[SET PROBLEM]:
Output all of the entries exactly as written.

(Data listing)

---*---

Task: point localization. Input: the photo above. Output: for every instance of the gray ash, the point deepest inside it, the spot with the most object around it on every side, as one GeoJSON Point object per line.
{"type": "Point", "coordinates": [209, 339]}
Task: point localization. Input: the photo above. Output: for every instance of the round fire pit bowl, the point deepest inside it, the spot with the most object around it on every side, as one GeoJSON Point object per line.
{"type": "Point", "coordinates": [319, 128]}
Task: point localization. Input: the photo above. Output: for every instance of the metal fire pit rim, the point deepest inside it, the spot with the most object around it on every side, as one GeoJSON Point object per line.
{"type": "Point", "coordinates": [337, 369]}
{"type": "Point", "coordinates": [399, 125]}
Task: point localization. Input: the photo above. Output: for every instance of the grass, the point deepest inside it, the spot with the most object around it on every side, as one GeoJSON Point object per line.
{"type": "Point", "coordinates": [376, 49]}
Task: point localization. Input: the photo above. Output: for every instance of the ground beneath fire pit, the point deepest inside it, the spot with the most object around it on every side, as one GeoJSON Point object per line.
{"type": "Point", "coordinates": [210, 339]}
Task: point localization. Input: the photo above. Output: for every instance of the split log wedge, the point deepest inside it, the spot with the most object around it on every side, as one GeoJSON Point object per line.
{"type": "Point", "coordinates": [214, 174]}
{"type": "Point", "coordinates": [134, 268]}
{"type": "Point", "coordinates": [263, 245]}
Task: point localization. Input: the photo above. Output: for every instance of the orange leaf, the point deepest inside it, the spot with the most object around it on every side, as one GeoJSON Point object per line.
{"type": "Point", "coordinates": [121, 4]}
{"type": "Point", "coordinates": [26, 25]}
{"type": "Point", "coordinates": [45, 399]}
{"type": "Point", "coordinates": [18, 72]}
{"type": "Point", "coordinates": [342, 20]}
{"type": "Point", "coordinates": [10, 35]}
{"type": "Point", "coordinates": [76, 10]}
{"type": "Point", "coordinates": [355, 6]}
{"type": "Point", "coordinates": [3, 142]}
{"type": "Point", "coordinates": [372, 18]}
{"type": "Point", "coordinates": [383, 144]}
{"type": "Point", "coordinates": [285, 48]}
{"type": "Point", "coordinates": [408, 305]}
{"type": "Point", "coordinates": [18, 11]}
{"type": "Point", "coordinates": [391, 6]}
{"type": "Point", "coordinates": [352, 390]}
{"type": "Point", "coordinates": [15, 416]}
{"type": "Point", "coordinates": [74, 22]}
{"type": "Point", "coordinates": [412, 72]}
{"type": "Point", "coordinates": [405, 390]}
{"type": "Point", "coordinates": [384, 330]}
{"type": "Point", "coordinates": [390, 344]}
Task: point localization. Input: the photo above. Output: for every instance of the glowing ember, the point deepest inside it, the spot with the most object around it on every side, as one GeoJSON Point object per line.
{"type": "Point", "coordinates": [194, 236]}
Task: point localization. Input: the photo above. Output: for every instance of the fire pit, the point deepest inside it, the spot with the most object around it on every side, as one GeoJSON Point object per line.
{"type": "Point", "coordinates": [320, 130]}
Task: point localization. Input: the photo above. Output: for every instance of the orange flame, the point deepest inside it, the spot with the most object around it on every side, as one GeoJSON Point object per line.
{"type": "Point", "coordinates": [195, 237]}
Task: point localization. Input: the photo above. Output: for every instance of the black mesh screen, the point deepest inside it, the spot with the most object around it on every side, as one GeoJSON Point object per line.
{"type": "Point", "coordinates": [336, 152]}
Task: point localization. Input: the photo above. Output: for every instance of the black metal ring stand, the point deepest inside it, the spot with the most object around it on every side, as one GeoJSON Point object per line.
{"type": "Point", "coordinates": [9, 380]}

---*---

[ANSWER TO THIS TASK]:
Task: point localization. Input: the photo above. Output: for every instance of the gray ash, the point deepest inside it, the spot with the most object around it on every side, as one GeoJSON Point object per line.
{"type": "Point", "coordinates": [209, 339]}
Task: point localization. Input: the photo above. Output: for every instance of the round fire pit bowl, the point deepest inside it, the spot with the most object around it on every side, as one GeoJSON Point object per line.
{"type": "Point", "coordinates": [319, 128]}
Task: point localization. Input: the photo above. Output: for every instance of the metal fire pit rim, the point deepest inside it, the spot with the most object around it on every side, as one GeoJSON Point object per line.
{"type": "Point", "coordinates": [337, 369]}
{"type": "Point", "coordinates": [399, 125]}
Task: point localization. Input: the photo above. Output: for every instance of the grass, the point deepest inside it, the spot with the most object around it on every side, as one GeoJSON Point object per line.
{"type": "Point", "coordinates": [376, 49]}
Task: point localization. Input: the photo above. Output: for every instance of the ground beneath fire pit, the point deepest inside it, the spot with the most object around it on every side, as one GeoJSON Point object per line.
{"type": "Point", "coordinates": [210, 339]}
Task: point localization. Input: the photo above. Output: for every instance of the split log wedge, the point deepest inside it, the spot with the most object around it on every side, as one GeoJSON Point object per line.
{"type": "Point", "coordinates": [214, 174]}
{"type": "Point", "coordinates": [134, 268]}
{"type": "Point", "coordinates": [263, 245]}
Task: point localization. Input: the photo above. Output: for every instance of the orange leaf, the point deepest inside it, the spot with the most object around it on every side, as one GeoJSON Point object per line.
{"type": "Point", "coordinates": [121, 4]}
{"type": "Point", "coordinates": [26, 25]}
{"type": "Point", "coordinates": [45, 399]}
{"type": "Point", "coordinates": [18, 72]}
{"type": "Point", "coordinates": [342, 20]}
{"type": "Point", "coordinates": [10, 35]}
{"type": "Point", "coordinates": [76, 10]}
{"type": "Point", "coordinates": [355, 6]}
{"type": "Point", "coordinates": [3, 142]}
{"type": "Point", "coordinates": [372, 18]}
{"type": "Point", "coordinates": [383, 144]}
{"type": "Point", "coordinates": [285, 48]}
{"type": "Point", "coordinates": [408, 305]}
{"type": "Point", "coordinates": [18, 11]}
{"type": "Point", "coordinates": [391, 6]}
{"type": "Point", "coordinates": [352, 390]}
{"type": "Point", "coordinates": [15, 416]}
{"type": "Point", "coordinates": [74, 22]}
{"type": "Point", "coordinates": [412, 72]}
{"type": "Point", "coordinates": [405, 390]}
{"type": "Point", "coordinates": [384, 330]}
{"type": "Point", "coordinates": [390, 344]}
Task: point localization. Input: the photo above. Output: for every instance of the glowing ember, the point deepest inside it, the spot with the most object around it on every side, as one GeoJSON Point object per line.
{"type": "Point", "coordinates": [194, 236]}
Task: point localization. Input: the photo above. Output: for every instance of the fire pit, the point deepest inside it, the spot with the most object around it on every side, as one GeoJSON Point object per line.
{"type": "Point", "coordinates": [320, 130]}
Task: point localization. Input: the photo above. Output: for every instance of the orange flame, the point deepest inside it, the spot with the most object around it on every side, as one GeoJSON Point object per line.
{"type": "Point", "coordinates": [195, 237]}
Task: point localization. Input: the photo above. Output: for every instance of the black mesh screen, the point deepest inside it, the spot with the most object around it on every side, as one GeoJSON Point object per line.
{"type": "Point", "coordinates": [336, 152]}
Task: point localization. Input: the photo above. Output: for every instance of the black metal ring stand, the point deepest inside it, the spot with the most object around it on every side, as one GeoJSON Point object per line.
{"type": "Point", "coordinates": [9, 380]}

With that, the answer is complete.